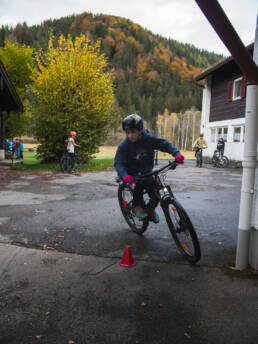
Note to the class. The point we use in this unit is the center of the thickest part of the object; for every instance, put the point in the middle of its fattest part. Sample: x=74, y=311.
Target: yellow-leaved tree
x=72, y=90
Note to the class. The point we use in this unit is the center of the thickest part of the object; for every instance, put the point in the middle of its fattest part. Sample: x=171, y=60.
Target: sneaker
x=155, y=218
x=139, y=212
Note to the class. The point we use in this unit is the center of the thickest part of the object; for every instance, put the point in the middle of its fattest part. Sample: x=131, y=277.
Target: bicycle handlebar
x=171, y=166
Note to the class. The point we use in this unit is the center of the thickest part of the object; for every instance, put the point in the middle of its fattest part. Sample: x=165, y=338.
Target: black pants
x=197, y=150
x=140, y=186
x=72, y=159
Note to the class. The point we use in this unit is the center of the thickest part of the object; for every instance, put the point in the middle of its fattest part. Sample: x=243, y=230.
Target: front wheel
x=182, y=230
x=125, y=199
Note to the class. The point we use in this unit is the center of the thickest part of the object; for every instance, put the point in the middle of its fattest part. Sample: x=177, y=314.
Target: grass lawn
x=103, y=160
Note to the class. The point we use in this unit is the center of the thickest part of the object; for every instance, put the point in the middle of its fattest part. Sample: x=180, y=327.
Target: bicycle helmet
x=132, y=121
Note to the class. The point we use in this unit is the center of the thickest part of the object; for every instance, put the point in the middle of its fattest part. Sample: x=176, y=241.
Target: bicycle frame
x=161, y=190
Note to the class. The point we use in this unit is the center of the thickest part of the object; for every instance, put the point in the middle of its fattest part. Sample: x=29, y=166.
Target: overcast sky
x=178, y=19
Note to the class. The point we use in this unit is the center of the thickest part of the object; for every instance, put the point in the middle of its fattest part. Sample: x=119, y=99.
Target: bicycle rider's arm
x=120, y=161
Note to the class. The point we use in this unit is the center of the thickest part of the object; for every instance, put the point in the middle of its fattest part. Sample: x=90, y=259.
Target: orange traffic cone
x=127, y=259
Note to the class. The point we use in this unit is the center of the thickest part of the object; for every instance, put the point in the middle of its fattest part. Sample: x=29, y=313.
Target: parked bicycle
x=66, y=162
x=219, y=160
x=179, y=223
x=199, y=157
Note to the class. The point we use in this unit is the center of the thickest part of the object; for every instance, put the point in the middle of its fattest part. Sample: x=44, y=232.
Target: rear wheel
x=125, y=198
x=182, y=230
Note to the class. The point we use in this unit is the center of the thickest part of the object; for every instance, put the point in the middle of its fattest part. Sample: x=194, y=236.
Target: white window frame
x=213, y=134
x=235, y=97
x=241, y=134
x=217, y=135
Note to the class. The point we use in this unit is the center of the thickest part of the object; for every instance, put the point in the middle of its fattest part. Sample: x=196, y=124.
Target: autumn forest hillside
x=152, y=73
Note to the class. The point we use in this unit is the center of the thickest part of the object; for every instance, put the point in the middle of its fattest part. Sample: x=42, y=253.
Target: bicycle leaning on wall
x=219, y=159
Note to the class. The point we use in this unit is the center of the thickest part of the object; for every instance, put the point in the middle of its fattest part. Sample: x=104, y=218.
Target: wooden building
x=223, y=107
x=9, y=102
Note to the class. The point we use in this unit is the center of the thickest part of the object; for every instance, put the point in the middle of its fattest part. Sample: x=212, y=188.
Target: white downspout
x=253, y=250
x=248, y=179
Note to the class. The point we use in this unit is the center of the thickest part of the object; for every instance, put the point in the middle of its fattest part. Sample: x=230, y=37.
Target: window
x=213, y=134
x=225, y=134
x=237, y=89
x=222, y=132
x=237, y=134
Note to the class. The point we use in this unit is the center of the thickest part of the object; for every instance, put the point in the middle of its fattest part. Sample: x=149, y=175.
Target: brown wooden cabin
x=223, y=106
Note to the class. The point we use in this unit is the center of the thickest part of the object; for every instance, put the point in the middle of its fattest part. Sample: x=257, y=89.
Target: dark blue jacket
x=134, y=157
x=221, y=145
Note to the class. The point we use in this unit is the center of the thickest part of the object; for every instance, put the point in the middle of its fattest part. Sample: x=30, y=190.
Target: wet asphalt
x=62, y=238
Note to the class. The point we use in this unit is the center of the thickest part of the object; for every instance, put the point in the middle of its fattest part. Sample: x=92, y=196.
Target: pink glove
x=179, y=158
x=128, y=179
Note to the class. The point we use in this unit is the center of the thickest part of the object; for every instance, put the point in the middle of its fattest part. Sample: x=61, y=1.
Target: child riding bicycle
x=135, y=156
x=71, y=148
x=198, y=145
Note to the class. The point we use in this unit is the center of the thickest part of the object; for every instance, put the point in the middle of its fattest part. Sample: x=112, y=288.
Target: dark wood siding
x=221, y=109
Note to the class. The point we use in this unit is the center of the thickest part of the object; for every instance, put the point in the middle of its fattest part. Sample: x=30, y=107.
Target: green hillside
x=152, y=72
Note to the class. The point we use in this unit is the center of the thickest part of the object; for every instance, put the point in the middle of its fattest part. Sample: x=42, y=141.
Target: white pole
x=253, y=250
x=248, y=179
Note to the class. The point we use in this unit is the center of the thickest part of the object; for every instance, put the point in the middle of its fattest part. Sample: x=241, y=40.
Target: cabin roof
x=219, y=65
^^^^
> Exercise details
Please put every line of the data above into a JSON list of strings, one string per line, with blank lines skipped and the pictures left out.

> Correct response
[
  "Note to the class. The point we use in this unit is the center of the thickest part of the object; for every instance, put the point in the middle of its fattest part. Sample: x=74, y=311.",
  "Target: yellow-leaved tree",
  "x=72, y=90",
  "Note to the class. The point we use in this unit is the center of the thickest part of the object; for every instance, put the point in the middle of its fattest part. Sample: x=171, y=60.",
  "Target: sneaker",
  "x=155, y=218",
  "x=139, y=212",
  "Note to the class. The point we use in this unit is the center of the thickest part of the object; for every instance, put the point in the middle of its fattest part. Sample: x=131, y=277.",
  "Target: bicycle handlebar",
  "x=171, y=166",
  "Note to the class. The point we use in this unit is the center of the thickest part of the object; for every instance, put the point in the middle of its fattest part. Sample: x=165, y=338.",
  "Target: black pants",
  "x=197, y=150",
  "x=140, y=186",
  "x=72, y=159",
  "Note to the class. The point we use in this unit is the center of the thickest part of the object; for every instance, put the point in the middle of its fattest part. Sample: x=243, y=230.",
  "Target: front wheel",
  "x=182, y=230",
  "x=125, y=199",
  "Note to the class. The point we use in this unit is the center of the thickest part of the object; for every instance, put the point in the middle of its fattest part. Sample: x=177, y=314.",
  "Target: grass lawn",
  "x=103, y=160",
  "Note to the class. The point we use in this unit is the center of the thickest part of the object; for every instance, put the point in the middle of its fattest part. Sample: x=180, y=327.",
  "Target: bicycle helmet",
  "x=132, y=121",
  "Note to the class. The point we use in this unit is the center of the thickest part of the object; for every instance, put the point in the middle of its fattest part. Sample: x=176, y=241.",
  "Target: bicycle frame",
  "x=161, y=190",
  "Note to the class. The point we use in this unit is the center of the thickest part of the object; for every instance, put the point in the middle of its fattest part. Sample: x=29, y=166.",
  "Target: overcast sky",
  "x=178, y=19",
  "Note to the class. The point we use in this unit is the center of the thickest part of the object; for every instance, put the point in the middle of its fattest part. Sample: x=119, y=99.",
  "Target: bicycle rider's arm",
  "x=120, y=161",
  "Note to the class. The point we use in this unit is the center of the thickest part of the object; for every instance, put the point in the middle of its fattest part. Sample: x=90, y=259.",
  "Target: orange traffic cone",
  "x=127, y=259",
  "Note to the class. The point we use in this unit is the center of the thickest part of the object; for every instance, put the point in the middle of its fattest part. Sample: x=29, y=313.",
  "Target: parked bicycle",
  "x=66, y=162",
  "x=219, y=160",
  "x=179, y=223",
  "x=199, y=157",
  "Note to the class. The point we use in this unit is the center of the thickest part of the object; for every instance, put the point in the middle of its fattest part. Sample: x=44, y=232.",
  "Target: rear wheel",
  "x=125, y=198",
  "x=182, y=230",
  "Note to the class. The point we use in this unit is the center of the thickest part of the object; for every instance, put the point in the middle of its fattest part. Sample: x=194, y=236.",
  "Target: white window frame",
  "x=213, y=134",
  "x=235, y=97",
  "x=241, y=134",
  "x=217, y=135",
  "Note to the class. The point we use in this unit is the center of the thickest part of the object; for every instance, put the point in the middle of its fattest part. Sample: x=196, y=124.",
  "Target: autumn forest hillside",
  "x=152, y=73",
  "Note to the class. The point we use in this unit is the center of the thickest part of the object; for every instance, put the point in the middle of its fattest part. Sample: x=42, y=253.",
  "Target: bicycle leaning on wall",
  "x=219, y=159",
  "Note to the class. The point we use in this unit is the center of the thickest part of the object; for every instance, put the point in the middle of its fattest part. Sample: x=104, y=218.",
  "Target: wooden building",
  "x=223, y=107",
  "x=9, y=102",
  "Note to the class. The point we use in this unit is the center of the thickest part of the object; for every instance, put the point in the middle of its fattest part. Sample: x=212, y=188.",
  "Target: white downspout",
  "x=253, y=250",
  "x=248, y=179",
  "Note to the class. The point we use in this unit is the center of the thickest part of the object; for every instance, put the point in the middle of its fattest part. Sample: x=230, y=37.",
  "Target: window",
  "x=213, y=134",
  "x=225, y=134",
  "x=237, y=89",
  "x=222, y=132",
  "x=237, y=134",
  "Note to the class. The point we use in this unit is the center of the thickest part of the object; for every instance, put the point in the middle of its fattest part. Sample: x=149, y=175.",
  "Target: brown wooden cabin",
  "x=223, y=106",
  "Note to the class. The point we use in this unit is the center of the thickest part of the object; for every instance, put the point in the middle of its fattest part. Sample: x=257, y=89.",
  "Target: dark blue jacket",
  "x=134, y=157",
  "x=221, y=145",
  "Note to the class. The point we use in this unit is the center of the thickest part of the object; for every instance, put the point in the middle of its fattest part. Sample: x=30, y=190.",
  "Target: wet asphalt",
  "x=62, y=238",
  "Note to the class. The point we use in this unit is the center of the thickest part of the object; for every instance, put the point in the middle of its fattest part. Sample: x=92, y=196.",
  "Target: pink glove",
  "x=179, y=158",
  "x=128, y=179",
  "Note to the class. The point we use in this unit is the center of the thickest part of the object; for every instance, put the point in the middle of its fattest part. Sample: x=61, y=1.",
  "Target: child riding bicycle",
  "x=135, y=156",
  "x=71, y=148",
  "x=198, y=145",
  "Note to the class. The point we use in this unit is the center of the thickest part of the object; for every instance, put the point in the middle of its fattest part. Sample: x=112, y=288.",
  "Target: dark wood siding",
  "x=221, y=109",
  "Note to the class. The point we use in this unit is the center of the thickest part of the object; for every instance, put the point in the middle of its fattest part. Sample: x=30, y=107.",
  "Target: green hillside",
  "x=152, y=72",
  "Note to the class. The point we use in this unit is the center of the thickest part of the object; for every instance, put the point in the middle of its fattest part. Sample: x=42, y=141.",
  "Target: white pole",
  "x=253, y=250",
  "x=248, y=179",
  "Note to the class. The point we use in this unit is the center of the thickest part of the object; for every instance, put the point in the middle of its fattest part. Sample: x=241, y=40.",
  "Target: cabin roof",
  "x=219, y=65"
]